Советует градозащитник Виктор Махаев
Как мы это сделали
Во времена ярких исторических событий, нескончаемого потока новостей и коллективной тревожности советуем переключиться на историческую литературу. По просьбе «Рейтингов» градозащитник Виктор Махаев составил подборку из 10 книг, с которыми самое время познакомиться.
Умберто Эко, «Пражское кладбище»
Шестой и последний исторический бестселлер выдающегося итальянского культуролога и писателя Умберто Эко. Полудокументальный роман о том, как делаются громкие фейки. Как из цинично сфабрикованной провокации, смачной писанины рождается токсичный монстр, способный погубить миллионы людей. На примере печально известных «Протоколов сионских мудрецов» подробно рассказано о заказчиках и исполнителях, технологии изготовления и стоимости работы, каналах распространения, потребителях и дальнейшей судьбе фальшивки века. Роман начинается в 1830 году, а его основное действие сосредоточено на последних годах XIX века. От лица талантливого, но беспринципного архивиста Симоне Симонини рассказывается, как был придуман «всемирный еврейский заговор», написаны и проданы поддельные документы, которые распространялись политическими авантюристами, французской полицией и шпионами всех мастей. Захватывающая хроника стремительного превращения мелких интриг в международный скандал, повлиявший на ход истории. О том, из какого мерзкого сатанинского болота растут теории мировых заговоров.

────────────────────────────────────────

**Задания:**
(1) Перепечатайте дословно ту часть текста о подборке книг, которая начинается со слов "Советует градозащитник Виктор" и заканчивается словами "самое время познакомиться.".
(2) Ответьте по тексту о подборке книг:
(a) Сколько книг вошло в подборку, которую составил Виктор Махаев?
(b) В каком году начинается роман «Пражское кладбище»?
(c) От лица какого персонажа ведётся рассказ в этом романе?
Строки, приведённые после текста о подборке книг, для работы не нужны.

Сохранённые строки набора данных:
────────────────────────────────────────

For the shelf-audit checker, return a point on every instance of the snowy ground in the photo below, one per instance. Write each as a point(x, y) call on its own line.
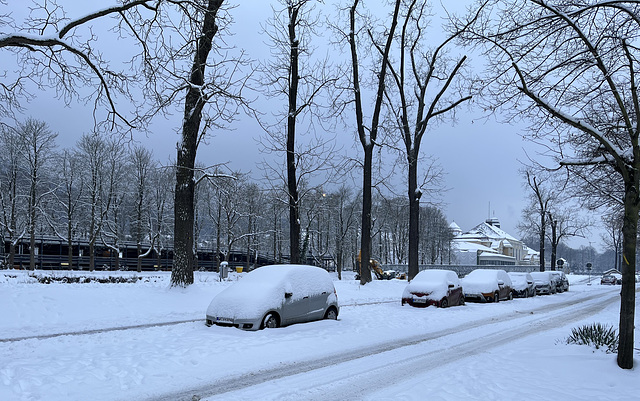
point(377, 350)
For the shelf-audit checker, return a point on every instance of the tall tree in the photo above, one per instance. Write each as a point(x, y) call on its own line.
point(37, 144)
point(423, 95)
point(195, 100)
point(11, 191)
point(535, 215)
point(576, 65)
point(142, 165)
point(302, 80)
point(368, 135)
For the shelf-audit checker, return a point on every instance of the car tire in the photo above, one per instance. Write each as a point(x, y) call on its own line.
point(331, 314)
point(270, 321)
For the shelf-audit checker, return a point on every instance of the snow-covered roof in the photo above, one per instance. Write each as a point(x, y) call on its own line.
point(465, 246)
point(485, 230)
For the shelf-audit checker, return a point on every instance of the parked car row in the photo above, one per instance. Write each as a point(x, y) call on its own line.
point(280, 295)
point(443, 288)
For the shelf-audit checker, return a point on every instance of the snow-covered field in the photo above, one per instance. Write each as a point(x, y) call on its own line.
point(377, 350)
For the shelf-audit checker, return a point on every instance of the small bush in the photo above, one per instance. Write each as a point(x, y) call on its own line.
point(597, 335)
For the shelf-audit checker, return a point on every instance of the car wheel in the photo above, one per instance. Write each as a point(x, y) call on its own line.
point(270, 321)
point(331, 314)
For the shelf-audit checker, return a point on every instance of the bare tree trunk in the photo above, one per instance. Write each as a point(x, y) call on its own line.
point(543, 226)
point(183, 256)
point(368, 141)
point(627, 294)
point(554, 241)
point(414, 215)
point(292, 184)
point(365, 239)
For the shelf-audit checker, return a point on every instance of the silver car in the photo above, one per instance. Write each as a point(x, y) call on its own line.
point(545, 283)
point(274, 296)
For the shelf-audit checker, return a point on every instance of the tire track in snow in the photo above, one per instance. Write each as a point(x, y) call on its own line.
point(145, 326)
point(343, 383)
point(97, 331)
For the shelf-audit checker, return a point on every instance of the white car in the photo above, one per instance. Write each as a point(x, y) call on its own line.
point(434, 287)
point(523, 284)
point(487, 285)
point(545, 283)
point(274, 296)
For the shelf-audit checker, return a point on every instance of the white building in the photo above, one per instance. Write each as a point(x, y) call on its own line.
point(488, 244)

────────────────────────────────────────

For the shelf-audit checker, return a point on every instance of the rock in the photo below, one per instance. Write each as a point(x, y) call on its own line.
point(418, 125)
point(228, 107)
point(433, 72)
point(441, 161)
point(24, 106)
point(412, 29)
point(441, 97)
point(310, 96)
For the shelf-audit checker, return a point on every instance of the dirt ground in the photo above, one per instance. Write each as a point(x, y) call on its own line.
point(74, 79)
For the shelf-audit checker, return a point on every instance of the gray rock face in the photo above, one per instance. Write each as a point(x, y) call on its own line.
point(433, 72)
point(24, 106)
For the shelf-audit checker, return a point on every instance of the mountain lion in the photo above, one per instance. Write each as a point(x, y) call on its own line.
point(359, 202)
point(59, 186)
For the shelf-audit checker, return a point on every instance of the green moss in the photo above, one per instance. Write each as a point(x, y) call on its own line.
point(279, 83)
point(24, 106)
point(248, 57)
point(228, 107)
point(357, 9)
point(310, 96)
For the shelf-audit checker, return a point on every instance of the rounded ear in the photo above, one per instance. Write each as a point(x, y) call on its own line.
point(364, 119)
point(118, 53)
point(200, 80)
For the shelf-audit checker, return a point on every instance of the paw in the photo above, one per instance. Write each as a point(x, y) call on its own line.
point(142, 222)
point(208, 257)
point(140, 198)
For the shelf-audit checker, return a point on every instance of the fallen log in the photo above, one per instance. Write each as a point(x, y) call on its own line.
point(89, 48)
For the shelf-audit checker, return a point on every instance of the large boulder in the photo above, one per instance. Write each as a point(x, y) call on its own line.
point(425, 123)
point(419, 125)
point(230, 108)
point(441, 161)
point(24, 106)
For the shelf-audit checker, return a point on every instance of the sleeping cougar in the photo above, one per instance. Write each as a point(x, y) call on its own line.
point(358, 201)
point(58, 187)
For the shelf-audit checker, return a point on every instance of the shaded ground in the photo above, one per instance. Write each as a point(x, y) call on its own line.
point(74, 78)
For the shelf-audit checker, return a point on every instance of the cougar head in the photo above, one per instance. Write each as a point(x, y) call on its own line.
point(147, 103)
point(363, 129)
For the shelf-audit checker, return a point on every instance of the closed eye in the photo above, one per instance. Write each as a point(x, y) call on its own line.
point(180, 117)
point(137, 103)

────────────────────────────────────────

**Ответы по заданиям:**
(1)
Советует градозащитник Виктор Махаев
Как мы это сделали
Во времена ярких исторических событий, нескончаемого потока новостей и коллективной тревожности советуем переключиться на историческую литературу. По просьбе «Рейтингов» градозащитник Виктор Махаев составил подборку из 10 книг, с которыми самое время познакомиться.

(2)
(a) Десять книг.
(b) В 1830 году.
(c) От лица архивиста Симоне Симонини.